▶ _Article_:
2021-07-11: M-Dot Higher
Searching on my mobile in Google for the same term that reliably brings up an EOU page prominently as a few days ago, now brought up the (HTTPS) m/lite page.
So Google is now maybe using https://m.
as the preferred target for mobile searches.
2021-07-10: WebP Footling
Much as I am keen to use JXL (JPEG XL), I am first going to have a go at using WebP as a more compact (lossless) alternate for hero PNGs.
Hero images are provided in picture
elements, and at a single resolution (though depending on wide/narrow viewport).
This enables folding in WebP versions of a PNG where smaller. I should fall back to PNG for older browsers, though most support WebP. It is even worth using an inline WebP image version, with a PNG out-of-line fallback, as few will need to fall back.
This should all only be done where the WebP image can be produced, and that saves many more bytes than the overhead of the extra HTML needed!
The following incantation seems to produce a smaller WebP than source PNG via ImageMagick on both Mac and RPi:
% convert train-fast.png -define webp:method=6 train-fast.webp % ls -al 26736 train-fast.png 22584 train-fast.webp
Sometimes convert
does better with -quality 100
also, but sometimes worse.
I should do this for the .pngL
lo-fi versions too.
In each case, let the PNG version determine inlining etc, but if a smaller WebP version is available, put that in ahead, and use the PNG as fallback.
I am having to add support for .webp
with MIME type image/webp
, and the .webpL
and .webpLL
suffixes too. Eventually the same Apache support to switch to the L
version with Save-Data
will need to be added.

▶ _Record excerpts_:
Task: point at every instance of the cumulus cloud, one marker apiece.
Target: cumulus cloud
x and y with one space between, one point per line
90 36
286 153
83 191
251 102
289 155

▶ _Task details_:
Pick up the site log about WebP hero images from its last line and write the next few sentences.

▶ _Result of this exercise_:
This works in at least some (non-inlining) cases, but not for example when the source image is suitable (eg light enough) to use as-is.
It does potentially save a few hundred bytes for every single 'tools' hero load in these site-technicals pages...
% ls -al img/a/h/tools-1280w.l354283.* 2584 img/a/h/tools-1280w.l354283.640x80.l.png 2004 img/a/h/tools-1280w.l354283.640x80.l.png.webp 2043 img/a/h/tools-1280w.l354283.640x80.l.pngL 5399 img/a/h/tools-1280w.l354283.800x200.png 4486 img/a/h/tools-1280w.l354283.800x200.png.webp 4434 img/a/h/tools-1280w.l354283.800x200.pngL
All these results are on the Mac, where cwebp
is version 1.2.0. On the RPi server, with version 0.5.2, output file sizes are much larger, and so the WebP images are not being deployed.
Much better results seem to be happening on the RPi side (and marginally less good on the Mac) with:
cwebp -lossless -m 6 input.png -o output.webp
Which suggests that ImageMagick is, unusually, not helping...
Adding -q 100
adds effort, and should generally result in smaller files.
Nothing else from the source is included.